# TAREAS POR REALIZAR
**1)** Transcribe del fragmento sobre la novela Soy toda oídos el pasaje entre "Edith experimentó intencionadamente" y "en una paria.", ambos incluidos.
**2)** Prolonga el fragmento sobre la novela Soy toda oídos a partir de su última oración.

# FRAGMENTO PROPORCIONADO
# # # #

Sobre palabras que causan un shock, en la novela Soy toda oídos la escritora surcoreana Kim Hye-jin cuenta la historia de una mujer que decide aislarse del mundo tras sufrir el acoso en redes sociales de quienes la consideran responsable del suicido de un conocido actor. Si bien el hombre sufría problemas de orden psicológico, tomó esta decisión fatal a raíz de una intervención de la protagonista -Haesu-, reconocida terapeuta y habitual en programas televisivos, en la que lo responsabilizaba de su situación, adicciones e inconsecuencias. Haesu reflexionará sobre el uso de la palabra que, de ser la herramienta principal para la sanación en terapia, pasa a convertirse en un instrumento de poder y violencia, tanto por lo que se refiere a las consecuencias en la vida de un hombre que tienen las que ella pronuncia como las que recibe de quienes continúan reconociéndola y culpándola por lo sucedido con el actor.
Edith experimentó intencionadamente con las palabras escribiendo cartas. Y así como sospecho que su satisfacción al imaginar a su destinataria escandalizada por el contenido debía ser de naturaleza libidinosa, también creo que quedó enganchada a esa emoción hasta el punto de insistir en una conducta que terminó trayéndole el descrédito y la cárcel y convirtiéndola en una paria.
Haesu perdió la capacidad de encontrarle a las palabras un uso positivo y prácticamente dejó de hablar -de manera sincera y extensa-, asediada como estaba por la culpa y la desconfianza. Es muy difícil volver a hablar cuando hacerlo ha tenido consecuencias tan devastadoras (éste es, por cierto, un aprendizaje típicamente femenino). Y, sin embargo, al final de la novela decide recuperar el uso terapéutico de la palabra, decide dejar de ser una paria, y volver a ser alguien con vínculos. La relación que entabla con unos gatos callejeros y con una niña en una situación familiar complicada son el estímulo para hacerlo.

# # # #

# DATOS PROPORCIONADOS
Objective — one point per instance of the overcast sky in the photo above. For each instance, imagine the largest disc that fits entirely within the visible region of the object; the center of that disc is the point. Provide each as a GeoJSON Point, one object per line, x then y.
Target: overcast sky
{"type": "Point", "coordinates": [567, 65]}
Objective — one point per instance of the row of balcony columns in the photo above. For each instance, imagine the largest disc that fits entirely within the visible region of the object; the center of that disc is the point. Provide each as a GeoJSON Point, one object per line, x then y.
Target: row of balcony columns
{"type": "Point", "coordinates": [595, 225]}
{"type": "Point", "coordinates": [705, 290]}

# # # #

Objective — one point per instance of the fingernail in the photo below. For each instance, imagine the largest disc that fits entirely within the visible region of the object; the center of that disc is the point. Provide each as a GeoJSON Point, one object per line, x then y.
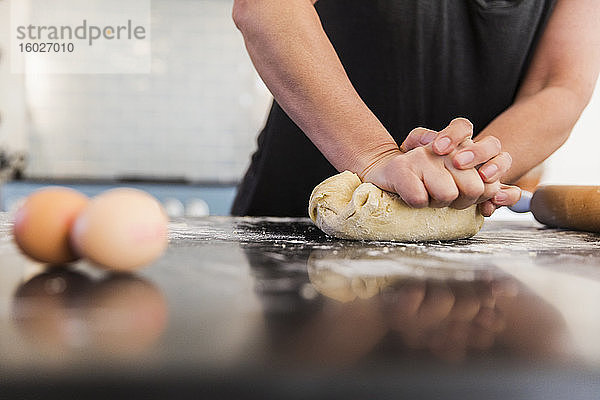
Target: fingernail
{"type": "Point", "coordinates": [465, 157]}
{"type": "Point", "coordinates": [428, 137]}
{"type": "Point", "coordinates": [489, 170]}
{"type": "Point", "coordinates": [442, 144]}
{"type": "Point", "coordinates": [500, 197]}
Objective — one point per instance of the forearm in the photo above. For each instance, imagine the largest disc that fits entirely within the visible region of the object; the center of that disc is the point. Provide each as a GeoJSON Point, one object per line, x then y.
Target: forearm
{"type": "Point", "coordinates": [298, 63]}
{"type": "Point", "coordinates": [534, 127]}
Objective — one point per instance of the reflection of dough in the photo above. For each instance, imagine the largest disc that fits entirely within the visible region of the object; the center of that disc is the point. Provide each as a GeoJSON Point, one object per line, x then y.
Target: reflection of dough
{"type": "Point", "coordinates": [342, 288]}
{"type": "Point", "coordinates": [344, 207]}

# # # #

# RESULTADOS DE TAREAS
**1)**
Edith experimentó intencionadamente con las palabras escribiendo cartas. Y así como sospecho que su satisfacción al imaginar a su destinataria escandalizada por el contenido debía ser de naturaleza libidinosa, también creo que quedó enganchada a esa emoción hasta el punto de insistir en una conducta que terminó trayéndole el descrédito y la cárcel y convirtiéndola en una paria.

**2)**
Edith Swan en Inglaterra y Haesu en Corea del Sur un siglo después, entendieron -por vías e historias incomparables y extrañas- que las palabras pueden tener un poder extraordinario que se torna esencialmente violento cuando lo que se destina a la comunicación personal, lo que tenía como contexto el ámbito privado, trasciende al espacio público para ser -una vez allí- dramáticamente reinterpretado.
Nuestro tiempo es uno, justamente, de permanente reinterpretación dramática de la palabra en el espacio público. La palabra ya no se dice, se actúa, con estridente y maledicente impostura, es decir, sin relación alguna con la verdad ni afán de entablar conexiones con un logos común ni entre experiencias o subjetividades eventualmente compartidas.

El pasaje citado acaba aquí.